## Aufgabe A
Ermitteln Sie in den nachfolgenden Einträgen jede Zeile, die die Zeichenfolge "wooden" enthält, und geben Sie diese Zeilen unverändert wieder. Groß- und Kleinschreibung ist zu beachten.

Als Mittel zur Gefahrenabwehr – das heißt zur Abschreckung, zur Verhinderung – dient Videoüberwachung vielleicht noch an bestimmten Kriminalitätsbrennpunkten; auch das ist im Polizeigesetz normiert. Aber es ist kein Mittel zur Terrorbekämpfung im Bereich der Abschreckung. Die Anschläge in der Londoner U-Bahn und auch die Kofferbomben zeigen, dass sich die potenziellen Attentäter davon nicht abschrecken lassen. Hierzu, denke ich, haben wir ausreichend Gesetze, und sie werden auch ausreichend genutzt.
Die Debatte um die Antiterrordatei, meine Damen und Herren, könnte längst beendet und die Datei auf den Weg gebracht sein – aus unserer Sicht
stünde dem nichts entgegen –, wenn diese Lösung in den letzten Jahren nicht immer wieder gerade von den unionsregierten Ländern mit völlig praxisuntauglichen Forderungen nach umfassenden Volltextdateien blockiert worden wäre. Die Indexdatei sollte auch aus unserer Sicht schnellstmöglich auf den Weg gebracht werden, um den Austausch von Informationen zu optimieren, ohne das Gebot der Trennung zwischen Verfassungsschutz und Polizei aufzugeben. Dies ist sicherheitspolitisch relevant; dies ist aber auch verfassungsrechtlich geboten.

## Aufgabe B
Wiederholen Sie aus dem obigen Auszug wortgetreu den Abschnitt, der bei "Die Debatte um" beginnt und bei "auch verfassungsrechtlich geboten." endet.

## Vorliegende Einträge
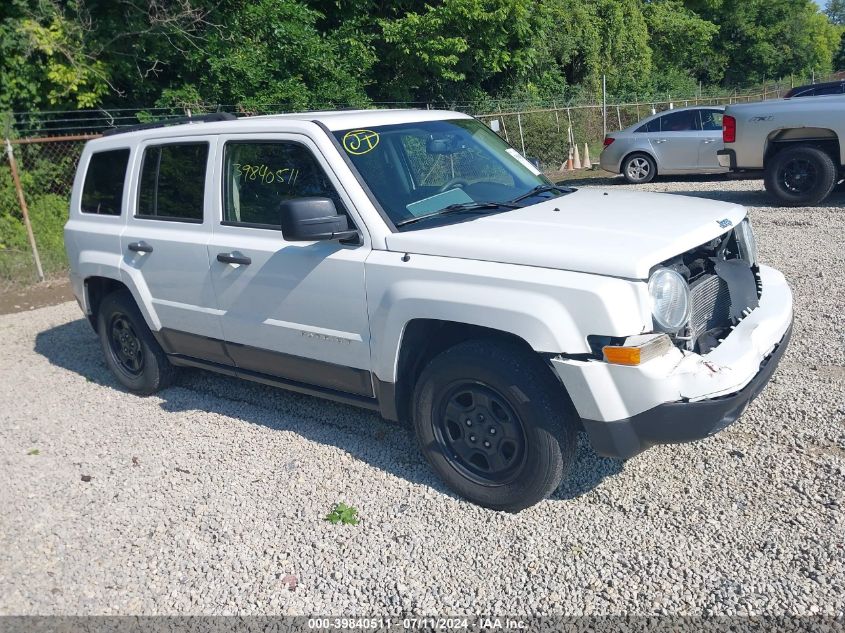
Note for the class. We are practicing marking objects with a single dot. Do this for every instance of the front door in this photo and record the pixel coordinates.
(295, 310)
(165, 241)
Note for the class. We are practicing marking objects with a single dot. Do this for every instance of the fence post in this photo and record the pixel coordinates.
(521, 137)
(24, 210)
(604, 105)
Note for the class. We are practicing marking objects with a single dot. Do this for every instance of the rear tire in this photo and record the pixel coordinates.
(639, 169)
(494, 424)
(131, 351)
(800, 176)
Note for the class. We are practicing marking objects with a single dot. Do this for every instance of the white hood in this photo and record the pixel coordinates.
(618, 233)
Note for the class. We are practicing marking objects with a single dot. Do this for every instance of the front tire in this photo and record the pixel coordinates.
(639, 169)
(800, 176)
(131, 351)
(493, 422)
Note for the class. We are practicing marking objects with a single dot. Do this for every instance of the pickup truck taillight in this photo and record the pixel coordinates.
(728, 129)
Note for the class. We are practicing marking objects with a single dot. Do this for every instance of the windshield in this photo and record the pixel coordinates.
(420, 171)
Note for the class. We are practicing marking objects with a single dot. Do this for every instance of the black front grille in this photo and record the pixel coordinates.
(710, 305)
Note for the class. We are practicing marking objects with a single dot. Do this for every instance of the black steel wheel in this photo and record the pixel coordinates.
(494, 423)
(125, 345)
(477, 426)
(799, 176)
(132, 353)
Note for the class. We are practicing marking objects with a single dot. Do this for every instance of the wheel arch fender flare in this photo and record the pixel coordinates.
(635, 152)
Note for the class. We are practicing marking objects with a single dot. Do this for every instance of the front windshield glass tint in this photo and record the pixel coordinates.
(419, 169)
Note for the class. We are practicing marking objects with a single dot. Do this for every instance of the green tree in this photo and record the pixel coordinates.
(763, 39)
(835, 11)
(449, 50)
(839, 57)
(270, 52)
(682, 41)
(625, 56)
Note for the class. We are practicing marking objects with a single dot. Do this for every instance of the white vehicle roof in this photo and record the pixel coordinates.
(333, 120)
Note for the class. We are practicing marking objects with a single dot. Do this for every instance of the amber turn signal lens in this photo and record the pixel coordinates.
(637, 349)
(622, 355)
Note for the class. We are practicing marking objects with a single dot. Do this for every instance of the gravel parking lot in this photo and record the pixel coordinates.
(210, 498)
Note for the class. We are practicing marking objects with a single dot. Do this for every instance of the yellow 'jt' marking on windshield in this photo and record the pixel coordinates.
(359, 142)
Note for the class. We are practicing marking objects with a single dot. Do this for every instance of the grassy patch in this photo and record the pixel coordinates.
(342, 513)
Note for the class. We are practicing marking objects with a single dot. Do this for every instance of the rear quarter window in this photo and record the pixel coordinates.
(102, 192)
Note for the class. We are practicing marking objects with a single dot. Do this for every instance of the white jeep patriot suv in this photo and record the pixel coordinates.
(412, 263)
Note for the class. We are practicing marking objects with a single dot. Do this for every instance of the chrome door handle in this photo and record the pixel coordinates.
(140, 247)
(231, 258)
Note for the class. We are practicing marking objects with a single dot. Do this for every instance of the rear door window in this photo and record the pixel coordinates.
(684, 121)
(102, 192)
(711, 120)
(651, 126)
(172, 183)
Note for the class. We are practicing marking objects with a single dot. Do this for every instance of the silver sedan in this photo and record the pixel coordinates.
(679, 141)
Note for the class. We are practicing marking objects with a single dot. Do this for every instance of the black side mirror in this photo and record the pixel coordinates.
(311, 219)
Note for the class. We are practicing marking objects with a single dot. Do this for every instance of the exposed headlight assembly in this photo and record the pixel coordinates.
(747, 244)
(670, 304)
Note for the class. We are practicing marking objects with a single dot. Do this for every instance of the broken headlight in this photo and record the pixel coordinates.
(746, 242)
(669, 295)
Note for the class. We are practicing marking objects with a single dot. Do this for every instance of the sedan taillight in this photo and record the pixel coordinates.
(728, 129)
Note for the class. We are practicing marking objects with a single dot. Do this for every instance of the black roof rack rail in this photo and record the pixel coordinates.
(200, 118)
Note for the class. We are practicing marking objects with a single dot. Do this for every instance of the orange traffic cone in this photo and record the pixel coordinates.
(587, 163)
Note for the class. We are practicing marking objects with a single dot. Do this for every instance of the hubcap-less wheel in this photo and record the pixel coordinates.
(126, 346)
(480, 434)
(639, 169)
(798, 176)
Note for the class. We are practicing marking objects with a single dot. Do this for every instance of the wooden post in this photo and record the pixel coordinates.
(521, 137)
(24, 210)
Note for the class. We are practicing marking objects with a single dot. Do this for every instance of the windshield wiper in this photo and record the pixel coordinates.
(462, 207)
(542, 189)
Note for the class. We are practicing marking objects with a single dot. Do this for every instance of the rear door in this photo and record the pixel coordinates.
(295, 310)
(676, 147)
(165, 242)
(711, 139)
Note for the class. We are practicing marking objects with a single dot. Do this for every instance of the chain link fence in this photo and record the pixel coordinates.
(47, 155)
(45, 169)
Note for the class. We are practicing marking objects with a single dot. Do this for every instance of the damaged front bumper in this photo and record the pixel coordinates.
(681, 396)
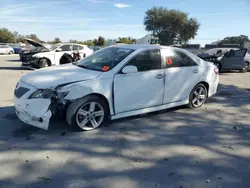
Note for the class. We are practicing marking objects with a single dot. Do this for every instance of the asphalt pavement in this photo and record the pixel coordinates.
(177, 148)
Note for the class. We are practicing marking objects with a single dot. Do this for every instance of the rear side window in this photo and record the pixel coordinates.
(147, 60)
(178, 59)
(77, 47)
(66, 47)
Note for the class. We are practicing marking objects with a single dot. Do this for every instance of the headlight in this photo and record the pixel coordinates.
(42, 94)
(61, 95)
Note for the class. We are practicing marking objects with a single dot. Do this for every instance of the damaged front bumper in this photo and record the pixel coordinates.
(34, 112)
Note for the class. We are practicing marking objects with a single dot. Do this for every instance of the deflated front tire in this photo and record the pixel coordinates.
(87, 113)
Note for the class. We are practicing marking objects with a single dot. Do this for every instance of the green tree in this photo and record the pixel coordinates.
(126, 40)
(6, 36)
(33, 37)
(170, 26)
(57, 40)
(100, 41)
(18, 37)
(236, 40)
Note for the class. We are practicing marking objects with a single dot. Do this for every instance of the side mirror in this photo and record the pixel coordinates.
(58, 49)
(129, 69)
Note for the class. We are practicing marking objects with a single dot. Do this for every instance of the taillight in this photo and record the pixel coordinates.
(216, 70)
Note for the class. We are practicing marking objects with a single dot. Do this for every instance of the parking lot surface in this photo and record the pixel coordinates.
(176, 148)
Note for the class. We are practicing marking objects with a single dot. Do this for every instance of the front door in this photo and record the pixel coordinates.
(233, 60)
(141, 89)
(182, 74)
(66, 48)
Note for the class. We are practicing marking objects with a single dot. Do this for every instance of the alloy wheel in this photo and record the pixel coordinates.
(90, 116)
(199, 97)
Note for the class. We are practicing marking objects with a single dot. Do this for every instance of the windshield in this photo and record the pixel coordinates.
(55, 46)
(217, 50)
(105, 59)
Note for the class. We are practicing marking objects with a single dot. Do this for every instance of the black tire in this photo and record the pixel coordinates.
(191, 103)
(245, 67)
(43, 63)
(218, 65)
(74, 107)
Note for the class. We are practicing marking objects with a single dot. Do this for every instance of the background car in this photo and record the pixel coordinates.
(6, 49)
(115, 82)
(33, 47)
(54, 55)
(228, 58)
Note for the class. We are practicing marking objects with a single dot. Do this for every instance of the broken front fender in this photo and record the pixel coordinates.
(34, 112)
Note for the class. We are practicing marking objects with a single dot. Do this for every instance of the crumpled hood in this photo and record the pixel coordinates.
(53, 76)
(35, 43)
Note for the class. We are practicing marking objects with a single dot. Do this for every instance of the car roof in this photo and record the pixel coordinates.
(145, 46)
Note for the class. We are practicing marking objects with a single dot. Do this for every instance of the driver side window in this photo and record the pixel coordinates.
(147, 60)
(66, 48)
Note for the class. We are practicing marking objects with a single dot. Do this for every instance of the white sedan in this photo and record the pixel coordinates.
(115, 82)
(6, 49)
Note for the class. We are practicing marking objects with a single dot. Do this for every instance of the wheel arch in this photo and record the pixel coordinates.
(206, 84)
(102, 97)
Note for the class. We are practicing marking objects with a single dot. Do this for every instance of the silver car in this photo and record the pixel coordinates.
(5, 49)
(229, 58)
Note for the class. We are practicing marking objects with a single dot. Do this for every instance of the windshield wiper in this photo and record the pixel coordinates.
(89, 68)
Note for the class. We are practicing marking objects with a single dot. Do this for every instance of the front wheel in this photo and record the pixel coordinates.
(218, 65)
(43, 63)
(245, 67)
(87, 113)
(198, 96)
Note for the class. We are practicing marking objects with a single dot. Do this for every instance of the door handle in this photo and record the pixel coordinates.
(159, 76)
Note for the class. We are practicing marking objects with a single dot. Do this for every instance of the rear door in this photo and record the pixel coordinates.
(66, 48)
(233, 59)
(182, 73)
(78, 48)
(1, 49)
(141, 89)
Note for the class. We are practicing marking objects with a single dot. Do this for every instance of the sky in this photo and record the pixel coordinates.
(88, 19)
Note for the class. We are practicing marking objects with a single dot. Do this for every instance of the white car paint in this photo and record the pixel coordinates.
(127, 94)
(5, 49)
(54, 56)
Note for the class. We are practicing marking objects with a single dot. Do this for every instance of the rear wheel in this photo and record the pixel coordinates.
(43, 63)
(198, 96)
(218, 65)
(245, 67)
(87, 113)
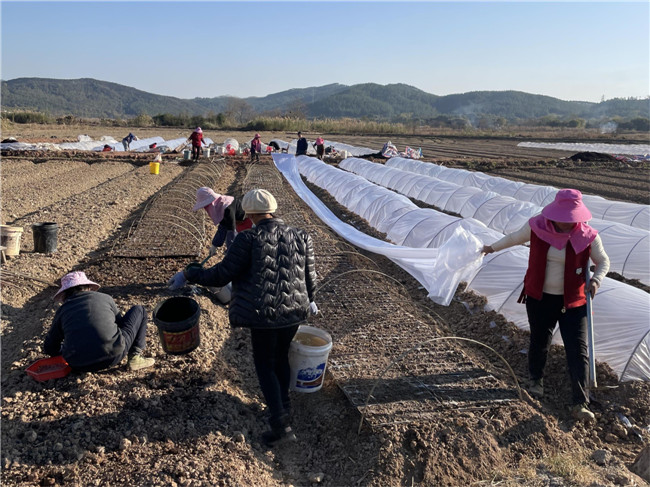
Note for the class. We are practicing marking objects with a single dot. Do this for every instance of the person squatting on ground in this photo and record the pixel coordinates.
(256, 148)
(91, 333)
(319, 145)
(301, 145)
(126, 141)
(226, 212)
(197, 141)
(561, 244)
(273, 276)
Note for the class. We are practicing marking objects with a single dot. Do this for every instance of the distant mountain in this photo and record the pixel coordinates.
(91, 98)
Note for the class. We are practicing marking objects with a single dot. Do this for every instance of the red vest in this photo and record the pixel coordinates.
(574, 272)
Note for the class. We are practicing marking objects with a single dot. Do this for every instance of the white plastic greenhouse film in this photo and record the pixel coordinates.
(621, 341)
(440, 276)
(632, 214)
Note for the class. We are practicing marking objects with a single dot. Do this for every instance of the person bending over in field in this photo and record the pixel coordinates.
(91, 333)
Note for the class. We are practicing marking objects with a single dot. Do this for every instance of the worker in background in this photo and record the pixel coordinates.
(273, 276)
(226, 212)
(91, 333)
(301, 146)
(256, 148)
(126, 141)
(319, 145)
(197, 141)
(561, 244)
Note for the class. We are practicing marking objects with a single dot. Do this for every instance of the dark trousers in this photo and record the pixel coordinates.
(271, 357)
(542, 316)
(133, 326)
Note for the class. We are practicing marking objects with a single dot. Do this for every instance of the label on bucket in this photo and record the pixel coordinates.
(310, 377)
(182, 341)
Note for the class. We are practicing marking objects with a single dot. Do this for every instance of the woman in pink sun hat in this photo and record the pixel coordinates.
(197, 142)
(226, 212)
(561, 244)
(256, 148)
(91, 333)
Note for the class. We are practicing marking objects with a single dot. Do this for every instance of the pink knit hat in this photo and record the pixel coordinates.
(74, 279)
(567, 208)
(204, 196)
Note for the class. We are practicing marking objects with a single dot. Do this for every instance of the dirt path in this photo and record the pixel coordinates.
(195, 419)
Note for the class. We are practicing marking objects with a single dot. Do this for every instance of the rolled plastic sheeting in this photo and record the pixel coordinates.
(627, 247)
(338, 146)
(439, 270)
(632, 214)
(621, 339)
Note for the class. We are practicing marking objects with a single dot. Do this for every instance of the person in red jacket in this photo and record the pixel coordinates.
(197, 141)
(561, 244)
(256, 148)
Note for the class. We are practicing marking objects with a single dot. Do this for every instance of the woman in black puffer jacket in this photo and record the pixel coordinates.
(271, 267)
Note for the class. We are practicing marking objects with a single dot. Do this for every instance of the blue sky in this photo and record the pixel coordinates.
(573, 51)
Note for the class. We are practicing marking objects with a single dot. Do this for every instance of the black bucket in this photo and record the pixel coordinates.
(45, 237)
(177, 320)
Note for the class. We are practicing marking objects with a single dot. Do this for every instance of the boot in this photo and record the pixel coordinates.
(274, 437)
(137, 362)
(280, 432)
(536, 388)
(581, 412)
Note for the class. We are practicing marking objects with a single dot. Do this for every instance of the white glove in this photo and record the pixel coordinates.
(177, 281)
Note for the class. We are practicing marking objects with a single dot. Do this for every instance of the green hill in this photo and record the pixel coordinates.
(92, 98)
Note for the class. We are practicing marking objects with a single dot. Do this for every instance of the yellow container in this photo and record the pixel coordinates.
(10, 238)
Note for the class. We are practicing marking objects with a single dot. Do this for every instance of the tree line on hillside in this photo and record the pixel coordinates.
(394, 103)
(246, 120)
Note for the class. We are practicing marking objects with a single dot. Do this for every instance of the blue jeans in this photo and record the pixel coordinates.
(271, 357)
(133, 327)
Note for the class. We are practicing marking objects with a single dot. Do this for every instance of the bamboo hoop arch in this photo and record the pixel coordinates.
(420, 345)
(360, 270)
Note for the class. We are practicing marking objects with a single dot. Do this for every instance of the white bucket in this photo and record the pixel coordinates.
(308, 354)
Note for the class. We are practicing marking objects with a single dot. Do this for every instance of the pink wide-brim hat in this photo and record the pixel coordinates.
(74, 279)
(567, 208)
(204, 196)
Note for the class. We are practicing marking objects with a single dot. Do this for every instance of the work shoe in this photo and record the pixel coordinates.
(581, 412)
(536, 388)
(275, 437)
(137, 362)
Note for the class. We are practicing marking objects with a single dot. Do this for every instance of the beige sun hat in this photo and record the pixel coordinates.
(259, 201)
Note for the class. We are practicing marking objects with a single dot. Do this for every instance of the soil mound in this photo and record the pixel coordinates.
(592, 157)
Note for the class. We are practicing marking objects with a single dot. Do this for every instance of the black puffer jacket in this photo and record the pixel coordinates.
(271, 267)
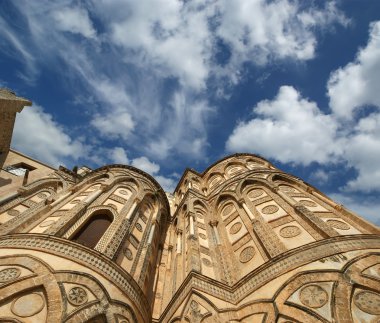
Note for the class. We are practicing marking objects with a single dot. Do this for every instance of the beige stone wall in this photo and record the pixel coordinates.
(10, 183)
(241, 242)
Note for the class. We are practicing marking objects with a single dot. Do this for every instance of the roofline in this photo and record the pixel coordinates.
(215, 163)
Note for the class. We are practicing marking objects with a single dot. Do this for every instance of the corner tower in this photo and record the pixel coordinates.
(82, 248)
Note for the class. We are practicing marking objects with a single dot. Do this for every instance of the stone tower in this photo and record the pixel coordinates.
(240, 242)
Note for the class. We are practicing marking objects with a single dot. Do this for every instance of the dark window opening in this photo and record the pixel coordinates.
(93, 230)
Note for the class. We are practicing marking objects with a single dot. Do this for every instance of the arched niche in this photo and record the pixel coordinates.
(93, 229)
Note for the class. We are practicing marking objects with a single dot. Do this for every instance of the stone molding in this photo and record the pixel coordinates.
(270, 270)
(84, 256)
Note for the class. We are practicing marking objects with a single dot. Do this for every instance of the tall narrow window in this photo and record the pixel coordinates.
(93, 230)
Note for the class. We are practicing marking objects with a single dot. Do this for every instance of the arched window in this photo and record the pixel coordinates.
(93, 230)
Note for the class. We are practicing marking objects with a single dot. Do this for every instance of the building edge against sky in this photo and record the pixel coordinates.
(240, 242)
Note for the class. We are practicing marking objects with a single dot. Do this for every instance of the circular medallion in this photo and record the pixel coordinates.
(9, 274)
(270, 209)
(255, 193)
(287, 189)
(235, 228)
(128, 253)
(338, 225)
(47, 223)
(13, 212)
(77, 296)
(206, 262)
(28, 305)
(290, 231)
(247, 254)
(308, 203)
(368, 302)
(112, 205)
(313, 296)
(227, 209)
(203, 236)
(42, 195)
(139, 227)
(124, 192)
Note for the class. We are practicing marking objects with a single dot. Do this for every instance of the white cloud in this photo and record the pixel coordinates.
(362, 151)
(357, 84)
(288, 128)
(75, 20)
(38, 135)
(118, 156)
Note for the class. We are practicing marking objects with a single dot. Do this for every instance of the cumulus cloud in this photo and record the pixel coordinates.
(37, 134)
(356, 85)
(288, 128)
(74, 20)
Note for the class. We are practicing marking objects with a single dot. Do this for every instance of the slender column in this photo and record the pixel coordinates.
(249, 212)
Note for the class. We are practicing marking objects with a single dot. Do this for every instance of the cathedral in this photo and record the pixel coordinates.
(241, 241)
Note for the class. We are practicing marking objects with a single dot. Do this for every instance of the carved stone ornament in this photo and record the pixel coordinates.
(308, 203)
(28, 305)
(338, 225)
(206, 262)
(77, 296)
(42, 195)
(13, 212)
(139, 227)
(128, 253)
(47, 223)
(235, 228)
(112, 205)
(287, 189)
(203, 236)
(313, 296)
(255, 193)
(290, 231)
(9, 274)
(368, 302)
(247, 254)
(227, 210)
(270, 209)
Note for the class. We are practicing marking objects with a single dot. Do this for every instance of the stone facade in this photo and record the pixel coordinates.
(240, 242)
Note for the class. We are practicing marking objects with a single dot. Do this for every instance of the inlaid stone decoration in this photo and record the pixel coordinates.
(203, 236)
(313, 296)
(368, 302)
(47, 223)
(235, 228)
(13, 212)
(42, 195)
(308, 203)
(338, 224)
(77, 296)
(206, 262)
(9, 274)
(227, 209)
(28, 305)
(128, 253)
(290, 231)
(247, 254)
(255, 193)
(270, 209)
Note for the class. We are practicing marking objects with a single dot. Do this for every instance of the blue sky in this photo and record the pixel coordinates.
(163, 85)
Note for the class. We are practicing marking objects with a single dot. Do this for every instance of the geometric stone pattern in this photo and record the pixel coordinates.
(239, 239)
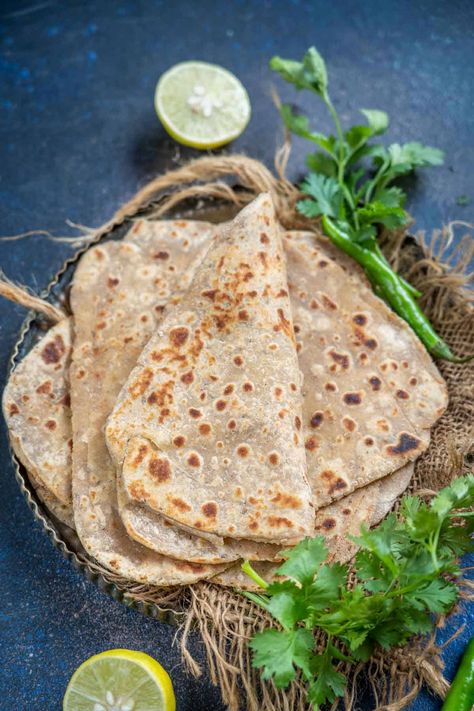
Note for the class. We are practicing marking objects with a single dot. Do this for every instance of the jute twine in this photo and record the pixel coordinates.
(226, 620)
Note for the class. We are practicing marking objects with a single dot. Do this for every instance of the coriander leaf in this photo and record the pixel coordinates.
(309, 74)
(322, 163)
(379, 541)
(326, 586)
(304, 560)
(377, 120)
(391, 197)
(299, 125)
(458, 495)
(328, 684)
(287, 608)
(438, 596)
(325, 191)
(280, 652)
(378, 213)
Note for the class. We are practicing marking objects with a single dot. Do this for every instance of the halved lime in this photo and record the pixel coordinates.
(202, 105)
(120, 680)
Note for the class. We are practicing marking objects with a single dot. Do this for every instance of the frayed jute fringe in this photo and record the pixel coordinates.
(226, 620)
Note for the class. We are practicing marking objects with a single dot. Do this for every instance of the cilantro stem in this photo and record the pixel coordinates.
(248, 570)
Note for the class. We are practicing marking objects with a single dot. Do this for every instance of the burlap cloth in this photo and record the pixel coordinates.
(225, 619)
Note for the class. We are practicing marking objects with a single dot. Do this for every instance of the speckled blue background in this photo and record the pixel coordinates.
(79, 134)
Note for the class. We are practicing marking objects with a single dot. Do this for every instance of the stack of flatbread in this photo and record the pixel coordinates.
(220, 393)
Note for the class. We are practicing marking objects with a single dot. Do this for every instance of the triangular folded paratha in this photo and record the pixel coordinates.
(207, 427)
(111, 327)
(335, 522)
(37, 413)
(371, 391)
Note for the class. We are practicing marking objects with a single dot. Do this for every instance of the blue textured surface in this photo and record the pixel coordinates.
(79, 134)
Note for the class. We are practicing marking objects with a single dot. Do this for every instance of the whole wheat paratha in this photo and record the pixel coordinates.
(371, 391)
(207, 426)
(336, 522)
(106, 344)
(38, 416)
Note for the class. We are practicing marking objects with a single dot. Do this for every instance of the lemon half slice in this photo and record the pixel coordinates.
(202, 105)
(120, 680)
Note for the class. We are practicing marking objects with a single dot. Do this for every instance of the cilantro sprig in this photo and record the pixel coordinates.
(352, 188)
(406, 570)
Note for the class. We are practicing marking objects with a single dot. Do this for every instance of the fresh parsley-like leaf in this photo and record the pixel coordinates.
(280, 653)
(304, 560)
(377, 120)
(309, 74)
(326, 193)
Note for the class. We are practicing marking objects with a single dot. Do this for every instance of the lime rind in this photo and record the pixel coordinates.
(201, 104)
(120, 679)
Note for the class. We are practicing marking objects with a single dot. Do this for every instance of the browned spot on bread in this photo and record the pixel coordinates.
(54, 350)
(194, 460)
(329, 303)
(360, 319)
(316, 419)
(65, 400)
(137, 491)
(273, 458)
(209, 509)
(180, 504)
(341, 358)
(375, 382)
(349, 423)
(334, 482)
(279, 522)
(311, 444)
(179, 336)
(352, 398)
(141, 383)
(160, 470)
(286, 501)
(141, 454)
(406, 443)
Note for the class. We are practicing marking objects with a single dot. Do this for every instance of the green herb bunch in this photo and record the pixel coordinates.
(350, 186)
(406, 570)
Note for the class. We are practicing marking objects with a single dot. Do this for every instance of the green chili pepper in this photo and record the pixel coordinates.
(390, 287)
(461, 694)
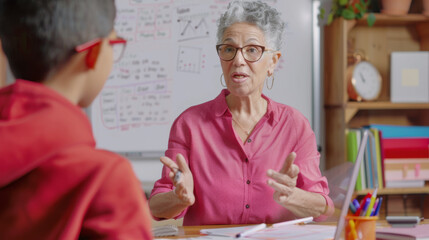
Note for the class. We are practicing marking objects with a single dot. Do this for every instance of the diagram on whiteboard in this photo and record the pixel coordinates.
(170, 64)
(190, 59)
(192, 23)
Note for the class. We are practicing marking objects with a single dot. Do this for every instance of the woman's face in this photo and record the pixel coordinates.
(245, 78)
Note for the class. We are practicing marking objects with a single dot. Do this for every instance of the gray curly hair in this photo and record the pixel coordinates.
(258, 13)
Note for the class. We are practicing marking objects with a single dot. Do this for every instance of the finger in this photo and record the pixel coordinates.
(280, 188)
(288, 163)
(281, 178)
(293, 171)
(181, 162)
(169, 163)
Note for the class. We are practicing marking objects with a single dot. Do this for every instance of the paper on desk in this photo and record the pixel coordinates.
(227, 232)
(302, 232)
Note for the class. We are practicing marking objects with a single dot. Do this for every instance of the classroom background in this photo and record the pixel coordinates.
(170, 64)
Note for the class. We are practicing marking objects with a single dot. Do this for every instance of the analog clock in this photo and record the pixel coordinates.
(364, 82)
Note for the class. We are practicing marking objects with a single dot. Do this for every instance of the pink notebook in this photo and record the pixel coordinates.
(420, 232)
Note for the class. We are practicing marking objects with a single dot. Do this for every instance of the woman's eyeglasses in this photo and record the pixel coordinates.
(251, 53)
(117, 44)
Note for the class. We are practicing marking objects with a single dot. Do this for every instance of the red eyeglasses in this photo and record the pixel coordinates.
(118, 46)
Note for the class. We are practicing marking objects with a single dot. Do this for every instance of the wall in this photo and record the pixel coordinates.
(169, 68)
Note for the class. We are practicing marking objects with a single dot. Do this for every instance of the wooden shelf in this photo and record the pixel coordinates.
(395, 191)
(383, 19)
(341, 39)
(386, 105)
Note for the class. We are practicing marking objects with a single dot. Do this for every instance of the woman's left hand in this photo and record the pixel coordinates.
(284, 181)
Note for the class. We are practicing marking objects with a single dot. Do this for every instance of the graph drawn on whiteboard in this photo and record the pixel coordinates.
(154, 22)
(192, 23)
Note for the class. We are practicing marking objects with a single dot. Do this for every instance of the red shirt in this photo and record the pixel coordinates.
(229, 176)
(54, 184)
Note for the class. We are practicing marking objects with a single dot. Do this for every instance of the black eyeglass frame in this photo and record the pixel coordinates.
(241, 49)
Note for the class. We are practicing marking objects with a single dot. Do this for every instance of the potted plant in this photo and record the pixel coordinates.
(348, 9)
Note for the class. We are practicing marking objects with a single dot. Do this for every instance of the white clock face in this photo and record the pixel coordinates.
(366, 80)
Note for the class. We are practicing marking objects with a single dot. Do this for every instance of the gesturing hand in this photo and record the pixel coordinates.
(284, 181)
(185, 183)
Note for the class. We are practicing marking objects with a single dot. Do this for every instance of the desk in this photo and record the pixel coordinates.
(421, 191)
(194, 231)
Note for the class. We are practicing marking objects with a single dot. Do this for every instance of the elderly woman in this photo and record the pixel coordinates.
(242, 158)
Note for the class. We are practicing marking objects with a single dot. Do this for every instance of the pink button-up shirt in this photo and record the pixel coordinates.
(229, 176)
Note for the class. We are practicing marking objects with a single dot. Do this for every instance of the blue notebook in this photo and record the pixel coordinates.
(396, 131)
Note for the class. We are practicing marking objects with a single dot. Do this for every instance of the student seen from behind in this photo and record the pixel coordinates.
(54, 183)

## Schriftliche Antwort A
Note for the class. We are practicing marking objects with a single dot. Do this for every instance of the wooden post in this photo and record the pixel coordinates.
Note for the class. We are practicing marking objects with a single dot. Do this for every instance of the wooden shelf in this photo and record the pixel coordinates.

## Schriftliche Antwort B
Die Debatte um die Antiterrordatei, meine Damen und Herren, könnte längst beendet und die Datei auf den Weg gebracht sein – aus unserer Sicht
stünde dem nichts entgegen –, wenn diese Lösung in den letzten Jahren nicht immer wieder gerade von den unionsregierten Ländern mit völlig praxisuntauglichen Forderungen nach umfassenden Volltextdateien blockiert worden wäre. Die Indexdatei sollte auch aus unserer Sicht schnellstmöglich auf den Weg gebracht werden, um den Austausch von Informationen zu optimieren, ohne das Gebot der Trennung zwischen Verfassungsschutz und Polizei aufzugeben. Dies ist sicherheitspolitisch relevant; dies ist aber auch verfassungsrechtlich geboten.